PASSAGE TO READ:
_____

General Stand Watie’s Report on the Battle of Second Cabin Creek September 1864

Gen. Stand Watie CSA

Gen. Stand Watie CSA

Like the rest of the country, the Native American population was divided as which to side to support in the Civil War. This division extended to individual tribes, with the Cherokees being perhaps the best example. Cherokee soldiers fought in both the Union and Confederate armies. The most well known Cherokee, or for that matter, Native American soldier of any tribe on the Confederate side was Stand Watie.

Watie was living in the Indian Territory, modern day Oklahoma, when the Civil War began. He was named Colonel of the 1st Cherokee Mounted Rifles in 1861, and he served throughout the entire war. Several other Native American units from various tribes were organized in Indian Territory for both sides. Though they were occasionally called upon to fight in larger battles in the west–Watie fought in the Battle of Pea Ridge, Arkansas in March 1862–most of the time western Native American units fought in the Indian Territory or Kansas.

Watie was promoted to Brigadier General in 1864, the only Native American in the Confederate Army to achieve that rank (Ely Parker, who served on Ulysses S. Grant’s staff and who was a member of the Seneca tribe, was the only Native American general on the Federal side).

Watie’s mounted infantry and cavalry excelled at conducting raids on Federal supply lines and outposts. As time went on, Watie’s command included pro southern members of other tribes along with Cherokees. On September 19th, 1864, Watie’s command, along with some white Texas cavalry units under Brigadier General Richard Gano, teamed up to carry out an attack on a large Federal supply train and haying operation that was gathering forage for horses. The train consisted of 205 wagons, and left Fort Scott, Kansas on September 12th, bound for Fort Gibson, Indian Territory, and Fort Smith, Arkansas. It was escorted by both white cavalrymen from Kansas cavalry units as well as Union Cherokee cavalry. This successful and destructive raid occurred near Cabin Creek in the Indian Territory, and is often referred to as the Second Battle of Cabin Creek. Here is General Stand Watie’s after action report on this raid, as well as some smaller actions just prior to it:

Camp Bragg, October 3, 1864.

_____

SUPPLIED DATA:
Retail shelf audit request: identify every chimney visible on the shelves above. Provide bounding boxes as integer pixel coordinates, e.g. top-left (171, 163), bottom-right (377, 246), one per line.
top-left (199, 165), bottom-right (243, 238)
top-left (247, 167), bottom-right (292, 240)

_____

PARTS OF THE EXERCISE:
a - According to the passage on Stand Watie, why are the Cherokees perhaps the best example of a tribe divided over which side to support in the Civil War? Answer in one to three sentences.
b - Extend the passage on Stand Watie, starting right after its last line.
The material has nothing to do with the passage on Stand Watie.

ANSWERS PROVIDED:
a - Cherokee soldiers fought in both the Union and Confederate armies. The division over which side to support extended even to individual tribes, and the Cherokees show this most clearly.

b -
CAPTAIN: I have the honor to submit the following for the information of the general commanding as my report of the operations of the troops of this brigade in the recent raid in the enemy’s rear and west of Grand River. Previous to setting out on-this expedition I had informed the general commanding that from the active service in which my brigade had been engaged since 31st of July before Fort Smith that my horses were not in condition to do much service. He then informed me that I could get additional fresh troops from the Texas brigade.

On the 12th ultimo Brigadier-General Gano called on me at Camp Corser, when the expedition was determined upon, and the general commanding so informed.

On the 13th I joined General Gano at Camp Pike, and the same evening arranged the plan of the expedition. By an arrangement with General Gano each one of us was to command his own troops, but act together and harmoniously. This we concluded to be the better plan, as the two brigades did not belong to the same division and were temporarily thrown together. I have had no cause to regret this arrangement, the conduct of General Gano on all occasions being such as might be expected of so gallant an officer.

On the 14th we marched to Prairie Springs, General Gano’s forces amounting to some 1,200 and Howell’s battery of six guns. My command consisted of 200 First Cherokee Regiment, Lieut. Col. C. N. Vann commanding; 150 Second Cherokee Regiment, Maj. John Vann commanding; 125 First Creek, Lieut. Col. Samuel Chekote commanding 1,200 Second Creek, Col. T. Barnett, and 130 Seminoles, under Col. John Jumper, the whole force amounting to about 2,000.

On the 15th, my brigade composing the advance, I dispatched Major Vann with regiment on the right flank, with instructions to throw scouts out as far as the river on the extreme right, which he did, but failed to find any of the enemy’s parties on the south side of the river. He crossed the Arkansas River at the Creek Agency. On the north bank of the river discovered one Federal Creek, who being fired upon escaped, leaving his horse and equipments in our possession. The remainder of the expedition crossed the river six miles above the agency. The river being deep we were delayed a short time, crossing artillery ammunition on our horses. Encamped first at Camp Pleasant, on Blue, four miles below Chosky.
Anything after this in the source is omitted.